- Input for this task -
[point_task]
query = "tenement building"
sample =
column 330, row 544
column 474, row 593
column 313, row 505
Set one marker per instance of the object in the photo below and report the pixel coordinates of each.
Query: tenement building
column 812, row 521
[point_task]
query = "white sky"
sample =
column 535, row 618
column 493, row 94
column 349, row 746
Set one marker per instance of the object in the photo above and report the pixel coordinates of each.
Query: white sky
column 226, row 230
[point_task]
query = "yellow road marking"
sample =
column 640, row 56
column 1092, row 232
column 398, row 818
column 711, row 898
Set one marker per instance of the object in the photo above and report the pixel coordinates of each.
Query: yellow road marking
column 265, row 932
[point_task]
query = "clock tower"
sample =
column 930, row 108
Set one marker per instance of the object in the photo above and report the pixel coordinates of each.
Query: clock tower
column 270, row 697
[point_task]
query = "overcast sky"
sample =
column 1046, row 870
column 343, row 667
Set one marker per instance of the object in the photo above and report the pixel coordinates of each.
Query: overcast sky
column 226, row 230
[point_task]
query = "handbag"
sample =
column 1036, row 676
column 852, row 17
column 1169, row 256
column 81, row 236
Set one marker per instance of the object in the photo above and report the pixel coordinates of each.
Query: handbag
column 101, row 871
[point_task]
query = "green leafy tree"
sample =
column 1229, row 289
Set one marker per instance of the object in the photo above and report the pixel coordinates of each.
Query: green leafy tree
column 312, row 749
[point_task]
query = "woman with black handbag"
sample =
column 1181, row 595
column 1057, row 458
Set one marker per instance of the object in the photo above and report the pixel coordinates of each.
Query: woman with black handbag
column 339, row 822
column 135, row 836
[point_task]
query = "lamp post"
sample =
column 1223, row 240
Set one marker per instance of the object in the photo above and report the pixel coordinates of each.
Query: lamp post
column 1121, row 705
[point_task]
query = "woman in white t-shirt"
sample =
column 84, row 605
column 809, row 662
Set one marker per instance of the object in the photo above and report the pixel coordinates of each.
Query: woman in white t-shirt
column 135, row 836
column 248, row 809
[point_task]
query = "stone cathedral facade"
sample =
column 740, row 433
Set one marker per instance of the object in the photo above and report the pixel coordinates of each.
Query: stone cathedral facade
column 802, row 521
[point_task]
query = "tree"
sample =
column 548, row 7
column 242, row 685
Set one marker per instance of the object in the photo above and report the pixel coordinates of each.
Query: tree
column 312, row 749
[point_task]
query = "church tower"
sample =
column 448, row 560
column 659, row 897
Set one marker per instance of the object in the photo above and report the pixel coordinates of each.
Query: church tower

- Work to complete -
Extract every line above exactly as it stands.

- Task result -
[point_task]
query = "tenement building"
sample =
column 330, row 544
column 474, row 593
column 313, row 505
Set one marker per instance of the object in the photo below and report the pixel coordinates of each.
Query: tenement building
column 812, row 521
[point_task]
query = "white sky"
sample =
column 535, row 618
column 493, row 94
column 349, row 746
Set one marker per instance of the object in the photo above and report the pixel coordinates of each.
Query: white sky
column 226, row 230
[point_task]
query = "yellow road marking"
sample =
column 640, row 56
column 1092, row 232
column 398, row 818
column 711, row 898
Set one marker per instance of the object in the photo above and report the pixel coordinates of each.
Query: yellow road marking
column 265, row 932
[point_task]
query = "clock tower"
sample =
column 930, row 108
Set one marker per instance of the object in the photo above and report the pixel coordinates of each.
Query: clock tower
column 270, row 697
[point_task]
query = "overcast sky"
sample =
column 1046, row 870
column 343, row 667
Set one marker per instance of the object in the photo above and report the pixel coordinates of each.
Query: overcast sky
column 226, row 230
[point_task]
query = "handbag"
sample =
column 1036, row 676
column 852, row 17
column 1169, row 256
column 81, row 236
Set one marker per instance of the object in the photo above and report the pixel coordinates of each.
Query: handbag
column 101, row 871
[point_task]
query = "green leafy tree"
sample =
column 1229, row 289
Set one marker per instance of the object in the photo above and report the pixel coordinates of each.
Query: green leafy tree
column 312, row 749
[point_task]
query = "woman with black handbag"
sample =
column 1181, row 595
column 1057, row 458
Set one marker per instance of the object in the photo above and report the pixel coordinates of each.
Query: woman with black handbag
column 339, row 822
column 135, row 836
[point_task]
query = "lamp post"
sample =
column 1223, row 240
Set one marker per instance of the object in the photo above and report the pixel coordinates of each.
Query: lamp post
column 1121, row 705
[point_task]
query = "woman in white t-shirt"
sample =
column 84, row 605
column 809, row 662
Set one marker per instance of the object in the photo above and report the pixel coordinates of each.
Query: woman in white t-shirt
column 135, row 836
column 248, row 809
[point_task]
query = "stone cathedral facade"
sample =
column 740, row 433
Set one marker per instance of the object in the photo above and report the pixel coordinates of each.
Query: stone cathedral facade
column 802, row 521
[point_task]
query = "tree"
sample =
column 548, row 7
column 242, row 685
Set one marker per instance of the object in the photo above and report the pixel coordinates of each.
Query: tree
column 312, row 749
[point_task]
query = "church tower"
sample =
column 448, row 560
column 659, row 897
Set one marker per instance of the object in the photo above and report the pixel coordinates of each.
Query: church tower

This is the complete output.